### Verilen Metin
Cemaatlerin vazifesi iman hizmetidir, iktidarı hedefleyemezler

Cemaatlerin vazifesi iman hizmetidir, iktidarı hedefleyemezler

Risale-i Nur Enstitüsü'nün düzenlediği 12. Risale-i Nur Kongresi yapıldı

Risale Haber-Haber Merkezi

Risale-i Nur Enstitüsü'nün düzenlediği 12. Risale-i Nur Kongresi yapıldı. “Cemaatler, Devlet, Siyaset ve Müsbet İman Hizmeti Olarak Risale-i Nur” ana başlığıyla alanında uzman yaklaşık 50 akademisyen, araştırmacı ve yazarın katıldığı masa çalışmalarında şu başlıklar ele alındı: "Cemaatler, Devlet ve Siyaset", "Cemaatler ve Sivil Toplum", "Cemaatler ve Ehl-i Sünnet ve’l-Cemaat Geleneği", "Cemaatler ve Müsbet İman Hizmeti Olarak Risale-i Nur", "Cemaatler, İslamofobi ve Radikal İslami Gruplar."

Enstitü tarafından yapılan açıklamada din-siyaset ilişkisinin insanlık tarihi boyunca tartışma konusu olduğu ve bu tartışmaların büyüyerek ve derinleşerek devam edeceği vurgulanırken, Bediüzzaman'ın yeni yaklaşımına dikkat çekildi:

EN İYİ ÇARE CEREYANLARIN KUVVETİ YERİNE İNAYET VE TEVFİK-İ İLAHİYEYE DAYANMAKTIR

"Türkiye ve İslami cemaatler denilince şüphesiz ilk akla gelmesi gereken Bediüzzaman Said Nursi’dir. Onun fikirleri hem Risale-i Nur cemaatlerini hem de Türkiye’deki diğer İslami cemaatleri etkilemiştir. Bediüzzaman, cemaat, tarikat, devlet, siyaset ve iktidar kavramlarını yeni bir Kur’ani yaklaşımla ele almış ve bunları Risale-i Nur eserlerinde ortaya koymuştur. Dine hizmet eden tarikatler ve cemaatlerin nasıl hareket etmesi gerektiğine dair tespitlerde bulunmuştur.

Bediüzzaman, “Ben imanın cereyanındayım. Karşımda imansızlık cereyanı var. Başka cereyanlarla alâkam yok” diyerek durduğu yeri belirlemiştir. Said Nursi, en son dersinde Risale-i Nur’un hizmet metodunun esasının “müsbet iman hizmeti” olduğunu şöyle açıklamıştır:

“Bizim vazifemiz müsbet hareket etmektir. Menfi hareket değildir. Rıza-yı İlahiye göre sırf hizmet-i imaniyeyi yapmaktır, vazife-i İlahiyeye karışmamaktır. Bizler asayişi muhafazayı netice veren müsbet iman hizmeti içinde her bir sıkıntıya karşı sabırla, şükürle mükellefiz.”

### Görevler
1 – Aşağıdaki kayıtların bütün satırlarını, istek satırları da dahil olmak üzere yeniden yazın. Yanıtlardaki çokgen koordinatlarının her sayısına 101 ekleyerek bunları kaydırın; istekleri ve biçim örneğini değiştirmeyin, resimleri çıktıya almayın.
2 – Risale-i Nur Kongresi ile cemaatlerin iman hizmeti üzerine olan metni kaldığı yerden uzatın.

### Girdi Kayıtları
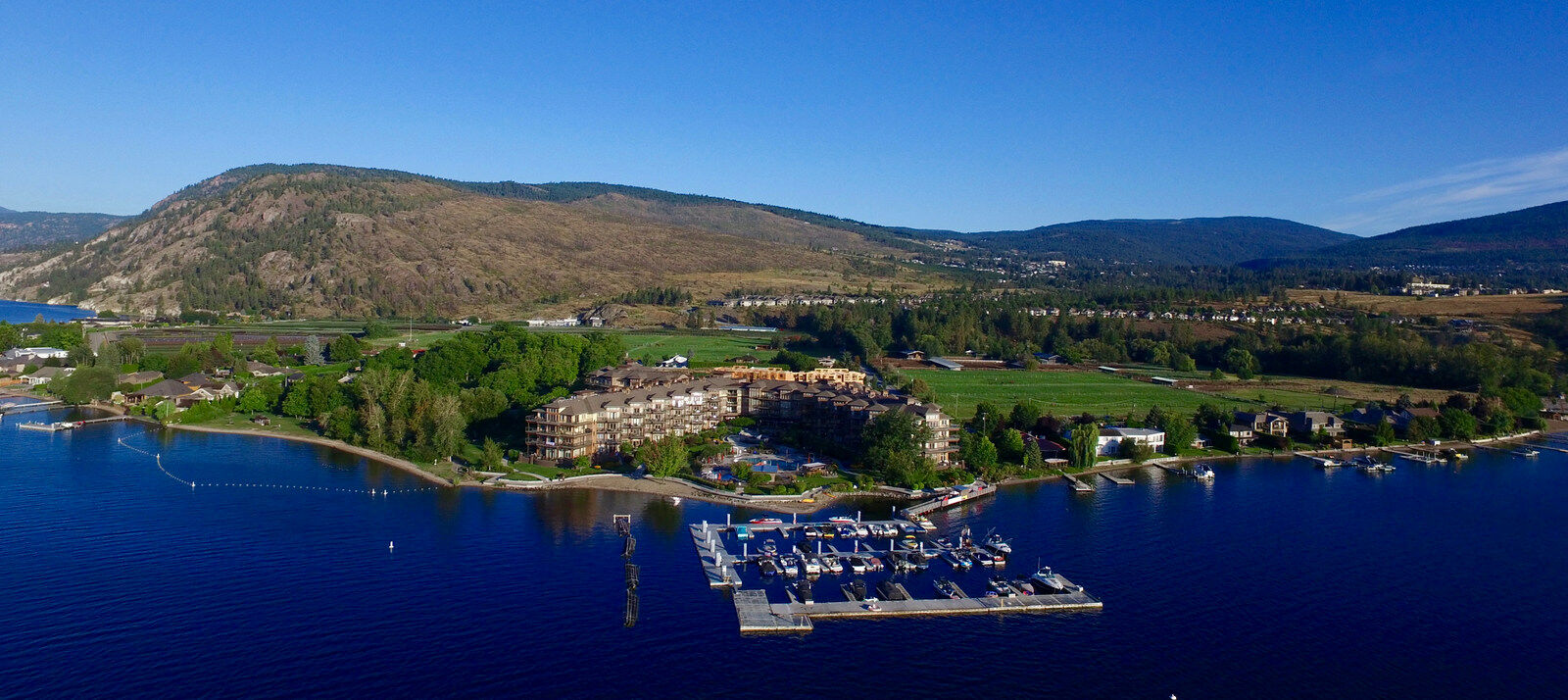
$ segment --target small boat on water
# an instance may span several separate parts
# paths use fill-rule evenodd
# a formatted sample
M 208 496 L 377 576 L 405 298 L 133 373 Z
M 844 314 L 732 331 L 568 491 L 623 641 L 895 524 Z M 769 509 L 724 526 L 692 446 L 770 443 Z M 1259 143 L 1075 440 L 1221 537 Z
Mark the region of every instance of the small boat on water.
M 964 556 L 964 552 L 956 551 L 956 549 L 947 549 L 947 551 L 944 551 L 942 552 L 942 559 L 946 559 L 947 563 L 952 563 L 953 568 L 960 570 L 960 571 L 966 571 L 966 570 L 969 570 L 971 567 L 975 565 L 974 559 L 969 559 L 967 556 Z
M 1007 576 L 1000 576 L 1000 574 L 991 576 L 986 581 L 986 587 L 989 587 L 991 590 L 994 590 L 997 595 L 1000 595 L 1004 598 L 1014 598 L 1014 596 L 1018 596 L 1018 589 L 1014 589 L 1013 584 L 1010 584 L 1007 581 Z
M 811 596 L 811 579 L 800 579 L 795 582 L 795 596 L 808 606 L 814 603 Z
M 1013 545 L 1008 545 L 1007 540 L 997 534 L 991 534 L 991 537 L 985 538 L 985 548 L 1002 556 L 1013 554 Z
M 811 554 L 801 557 L 801 568 L 806 570 L 806 576 L 822 576 L 822 560 Z
M 839 557 L 834 554 L 823 554 L 822 568 L 833 573 L 844 573 L 844 562 L 840 562 Z
M 1055 571 L 1051 571 L 1051 567 L 1040 567 L 1029 579 L 1040 584 L 1035 587 L 1036 593 L 1063 593 L 1068 590 L 1066 582 L 1063 582 L 1062 576 L 1057 576 Z M 1044 589 L 1041 589 L 1041 585 Z
M 936 579 L 936 595 L 939 595 L 942 598 L 963 598 L 964 596 L 958 590 L 958 584 L 955 584 L 955 582 L 952 582 L 952 579 L 946 579 L 946 578 Z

### Görev Bazında Sonuçlar
1 –
$ segment --target small boat on water
# an instance may span several separate parts
# paths use fill-rule evenodd
# a formatted sample
M 208 496 L 377 576 L 405 298 L 133 373 Z
M 844 314 L 732 331 L 568 491 L 623 641 L 895 524 Z M 769 509 L 724 526 L 692 446 L 770 443 Z M 1259 143 L 1075 440 L 1221 537 Z
Mark the region of every instance of the small boat on water.
M 1065 657 L 1065 653 L 1057 652 L 1057 650 L 1048 650 L 1048 652 L 1045 652 L 1043 653 L 1043 660 L 1047 660 L 1048 664 L 1053 664 L 1054 669 L 1061 671 L 1061 672 L 1067 672 L 1067 671 L 1070 671 L 1072 668 L 1076 666 L 1075 660 L 1070 660 L 1068 657 Z
M 1108 677 L 1101 677 L 1101 675 L 1092 677 L 1087 682 L 1087 688 L 1090 688 L 1092 691 L 1095 691 L 1098 696 L 1101 696 L 1105 699 L 1115 699 L 1115 697 L 1119 697 L 1119 690 L 1115 690 L 1114 685 L 1111 685 L 1108 682 Z
M 912 697 L 912 680 L 901 680 L 896 683 L 896 697 L 909 707 L 915 704 Z
M 1114 646 L 1109 646 L 1108 641 L 1098 635 L 1092 635 L 1092 638 L 1086 639 L 1086 649 L 1103 657 L 1114 655 Z
M 912 655 L 902 658 L 902 669 L 907 671 L 907 677 L 923 677 L 923 661 Z
M 940 658 L 935 655 L 924 655 L 923 669 L 934 674 L 945 674 L 945 663 L 941 663 Z
M 1156 672 L 1152 672 L 1152 668 L 1141 668 L 1130 680 L 1141 685 L 1136 688 L 1137 694 L 1164 694 L 1169 691 L 1167 683 L 1164 683 L 1163 677 L 1158 677 Z M 1145 690 L 1142 690 L 1142 686 Z
M 1037 680 L 1037 696 L 1040 696 L 1043 699 L 1064 699 L 1065 697 L 1059 691 L 1059 685 L 1056 685 L 1056 683 L 1053 683 L 1053 680 L 1047 680 L 1047 679 Z

2 –
Bediüzzaman, kendi mesleğinin muhabbeti ile hareket etmiş, başka mesleklerle rekabet etmek ve eksiklikleriyle uğraşmak yerine doğrudan doğruya ihlası esas almıştır. Müsbet iman hizmeti çerçevesinde imanlı ve ahlaklı bir nesil yetiştirilmesini benimsemiştir. Buna binaen devletin idaresi gibi dünyevi gayeleri takip etmek yerine tek tek fertlerin imanla kabre girmelerini ve ahiret saadetlerini hedeflemiştir. “En iyi çare cereyanların kuvveti yerine inayet ve tevfik-i İlahiyeye dayanmaktır” diyerek dünyevi güç ve makamlara itibar etmemiştir.

CEMAAT DEĞİL CEMAAT GÖRÜNTÜSÜNDE TEHLİKELİ BİRER ÖRGÜT

Türkiye’de özellikle son dönemde yaşanan hızlı sosyo-kültürel ve siyasal değişimlere bağlı olarak İslami cemaatlerin temsil edilme ve siyasal sistemde daha aktif rol almayı tercih ettikleri gözlenmektedir. Siyasi ve dünyevi gayeler ise ahiret odaklı hizmet etmeleri gereken İslami cemaatlere yönelik bazı şüphelerin oluşmasına sebep olmaktadır. Fakat özellikle altı çizilerek belirtilmelidir ki (15 Temmuz darbe girişimi göstermiştir) siyasi ve dünyevi hedeflere büyük bir hırsla kilitlenmiş ve o yolda her türlü yolsuzluk ve hukuksuzlara tevessül etmiş yapıların cemaat değil belki cemaat görüntüsünde tehlikeli birer örgüt olduğu anlaşılmıştır."

CEMAATLERİN ASLİ VAZİFESİ İMAN HİZMETİDİR, İKTİDARI HEDEFLEYEN TASAVVURLAR DEĞİLDİR

“Cemaatler, Devlet ve Siyaset” başlıklı masa çalışmalarının ortak deklarasyonu ise şöyle:

1-Sosyolojik bir gerçeklik olarak cemaatler, bireylerin dindarlık tecrübelerini diğer insanlarla beraber gerçekleştirmelerini sağlayan önemli insani yapılar ve imkânlardır. Hz. Peygamber’den (asm) bu yana var olan İslam cemaatinin hedefi, Allah rızası ve ahiret için çalışmak olmuştur.

2-Cemaatlerin asli vazifesi iman hizmetidir, iktidarı hedefleyen tasavvurlar değildir. Bediüzzaman, Hz. Hasan’ı (ra) örnek alarak iktidardan uzak duran geleneksel ulema çizgisine uymuştur. Hayatının her döneminde iktidara “talip olmak” yerine “iktidardakilerin yanlışlarını düzeltmeleri” için ikazlarda bulunmuştur.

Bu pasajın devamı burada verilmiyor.